What is Hepatitis A?
Hepatitis A is a dangerous foodborne illness. It’s one of six foodborne illnesses managers are required to report to their local regulatory authority because it’s highly contagious. It also has a history of outbreaks in California. One of the worst outbreaks of Hepatitis A in occurred in San Diego. In 2017, San Diego County declared a local health emergency in response to an outbreak of Hepatitis A. The outbreak included a whopping 592 cases and 20 deaths resulting from Hepatitis A infection.
Hepatitis A spreads easily through contact with people who have the disease. If an infected person handles food or drink, Hepatitis A can become foodborne and spread when the food or drink is consumed. Food workers in California may have contributed to the outbreak because they either didn’t recognize the symptoms of the disease or they didn’t follow FDA rules for sick food workers. All food workers need to know the signs of Hepatitis A—and what to do if they are infected—so they can take steps to keep from spreading the disease.
+-------+
# PROBLEM SET
1. Copy from the Hepatitis A passage the part that opens with the words containing "Hepatitis A spreads" and closes with "spreading the disease.".
2. Write a continuation of the Hepatitis A passage, picking up after its final sentence.

# PROVIDED MATERIAL
+-------+
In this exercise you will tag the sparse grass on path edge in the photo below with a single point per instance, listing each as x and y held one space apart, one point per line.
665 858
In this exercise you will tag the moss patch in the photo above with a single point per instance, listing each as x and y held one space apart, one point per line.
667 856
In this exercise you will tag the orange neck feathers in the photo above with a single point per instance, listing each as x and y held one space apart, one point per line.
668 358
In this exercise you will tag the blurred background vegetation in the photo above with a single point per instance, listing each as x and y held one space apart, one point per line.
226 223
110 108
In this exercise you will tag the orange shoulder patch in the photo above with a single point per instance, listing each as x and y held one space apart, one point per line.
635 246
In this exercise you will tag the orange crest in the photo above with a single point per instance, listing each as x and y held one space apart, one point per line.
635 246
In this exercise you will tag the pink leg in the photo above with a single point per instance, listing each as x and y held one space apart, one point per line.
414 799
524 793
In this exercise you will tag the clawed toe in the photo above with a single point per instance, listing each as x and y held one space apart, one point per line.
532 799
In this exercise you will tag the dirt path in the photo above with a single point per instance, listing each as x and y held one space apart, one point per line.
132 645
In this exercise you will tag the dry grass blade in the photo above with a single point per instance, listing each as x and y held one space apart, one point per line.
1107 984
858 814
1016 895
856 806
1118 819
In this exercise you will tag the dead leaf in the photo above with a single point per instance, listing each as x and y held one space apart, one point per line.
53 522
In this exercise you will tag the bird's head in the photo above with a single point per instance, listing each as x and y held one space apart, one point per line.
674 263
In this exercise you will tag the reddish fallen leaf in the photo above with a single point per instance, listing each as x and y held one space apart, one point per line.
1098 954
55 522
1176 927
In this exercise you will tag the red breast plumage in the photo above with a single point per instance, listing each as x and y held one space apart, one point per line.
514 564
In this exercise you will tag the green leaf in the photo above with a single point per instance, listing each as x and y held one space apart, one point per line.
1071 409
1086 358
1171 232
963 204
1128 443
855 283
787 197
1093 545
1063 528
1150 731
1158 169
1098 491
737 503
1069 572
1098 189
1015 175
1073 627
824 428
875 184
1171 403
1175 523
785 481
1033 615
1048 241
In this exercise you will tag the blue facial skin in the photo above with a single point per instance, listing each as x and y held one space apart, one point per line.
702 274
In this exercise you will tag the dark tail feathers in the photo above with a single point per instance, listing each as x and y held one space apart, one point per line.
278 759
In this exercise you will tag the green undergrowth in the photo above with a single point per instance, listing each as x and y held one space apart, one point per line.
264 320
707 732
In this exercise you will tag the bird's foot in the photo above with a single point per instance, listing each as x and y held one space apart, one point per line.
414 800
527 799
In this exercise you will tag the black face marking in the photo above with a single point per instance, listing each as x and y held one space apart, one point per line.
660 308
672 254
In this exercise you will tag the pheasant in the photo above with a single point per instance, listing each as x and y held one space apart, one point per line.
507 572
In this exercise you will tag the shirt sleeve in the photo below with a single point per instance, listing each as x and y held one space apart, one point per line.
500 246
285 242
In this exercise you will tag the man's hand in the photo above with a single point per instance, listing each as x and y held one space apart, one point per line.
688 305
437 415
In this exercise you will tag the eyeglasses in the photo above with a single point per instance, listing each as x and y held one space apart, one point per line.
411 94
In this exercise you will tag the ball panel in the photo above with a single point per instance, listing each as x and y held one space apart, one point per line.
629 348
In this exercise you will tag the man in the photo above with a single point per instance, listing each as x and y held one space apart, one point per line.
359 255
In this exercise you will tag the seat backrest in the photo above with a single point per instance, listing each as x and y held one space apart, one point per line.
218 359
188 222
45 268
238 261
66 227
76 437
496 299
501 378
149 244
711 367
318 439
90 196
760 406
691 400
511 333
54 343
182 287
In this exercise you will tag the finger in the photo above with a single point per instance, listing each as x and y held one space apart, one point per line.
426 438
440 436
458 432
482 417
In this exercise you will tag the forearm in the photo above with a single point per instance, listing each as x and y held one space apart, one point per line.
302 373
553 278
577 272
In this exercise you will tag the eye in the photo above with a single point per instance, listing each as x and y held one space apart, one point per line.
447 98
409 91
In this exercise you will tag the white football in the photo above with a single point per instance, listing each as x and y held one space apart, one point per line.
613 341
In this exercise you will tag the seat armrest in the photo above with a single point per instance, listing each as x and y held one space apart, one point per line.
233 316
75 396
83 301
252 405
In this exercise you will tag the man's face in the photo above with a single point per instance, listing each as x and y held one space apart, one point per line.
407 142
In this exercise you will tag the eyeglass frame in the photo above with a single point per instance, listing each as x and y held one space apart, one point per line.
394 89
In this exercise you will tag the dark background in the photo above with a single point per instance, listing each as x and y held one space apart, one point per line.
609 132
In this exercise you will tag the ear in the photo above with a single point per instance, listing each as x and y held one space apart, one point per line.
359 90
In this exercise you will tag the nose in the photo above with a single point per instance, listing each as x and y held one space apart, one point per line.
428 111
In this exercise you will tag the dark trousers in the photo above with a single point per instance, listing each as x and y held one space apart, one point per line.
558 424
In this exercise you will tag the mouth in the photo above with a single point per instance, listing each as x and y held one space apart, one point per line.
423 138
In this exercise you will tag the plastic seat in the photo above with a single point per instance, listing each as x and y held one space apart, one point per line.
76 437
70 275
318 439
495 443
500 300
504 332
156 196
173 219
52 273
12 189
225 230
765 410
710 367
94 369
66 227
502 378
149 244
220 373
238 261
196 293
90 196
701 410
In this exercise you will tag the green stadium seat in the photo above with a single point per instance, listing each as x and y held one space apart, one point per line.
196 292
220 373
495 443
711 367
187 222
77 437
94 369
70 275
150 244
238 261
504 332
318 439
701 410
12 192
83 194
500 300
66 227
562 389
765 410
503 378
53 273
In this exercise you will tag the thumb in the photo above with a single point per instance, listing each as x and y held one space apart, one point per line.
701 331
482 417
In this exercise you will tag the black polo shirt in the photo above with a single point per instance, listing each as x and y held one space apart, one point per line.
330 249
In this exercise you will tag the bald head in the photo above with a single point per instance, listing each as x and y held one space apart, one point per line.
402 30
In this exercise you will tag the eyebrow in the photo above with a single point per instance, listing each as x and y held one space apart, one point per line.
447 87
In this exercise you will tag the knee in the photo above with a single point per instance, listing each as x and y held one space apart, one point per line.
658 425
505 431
+-------+
# SOLVED TASKS
1.
Hepatitis A spreads easily through contact with people who have the disease. If an infected person handles food or drink, Hepatitis A can become foodborne and spread when the food or drink is consumed. Food workers in California may have contributed to the outbreak because they either didn’t recognize the symptoms of the disease or they didn’t follow FDA rules for sick food workers. All food workers need to know the signs of Hepatitis A—and what to do if they are infected—so they can take steps to keep from spreading the disease.

2.
Symptoms of Hepatitis A
The Hepatitis A virus causes the classic symptoms of foodborne illness: nausea, vomiting, and diarrhea. Because it affects the liver, it also causes jaundice, or a yellowing of the skin and the whites of the eyes. In rare cases, Hepatitis A can cause permanent liver damage and even death.
When an individual is infected with Hepatitis A, the symptoms take around a month to appear. During this time, the infected individual is asymptomatic, meaning they don’t show symptoms. When the symptoms of Hepatitis A begin, most people feel sick for a few weeks before they recover. Infected individuals can spread the disease whether they have symptoms or not.
Imagine if a food service employee came to work while they were in the asymptomatic stage of a Hepatitis A infection. They could prepare and serve food for weeks before they became symptomatic and aware of their infection. That’s a long time to be spreading a disease without realizing it!
How to Avoid Hepatitis A
What can California food workers do to avoid getting and spreading Hepatitis A? The first step is to complete the training for a California Food Handlers Card. A good course will cover the rules of personal hygiene, food preparation, and other food safety essentials. The following tips are especially helpful in the fight against Hepatitis A.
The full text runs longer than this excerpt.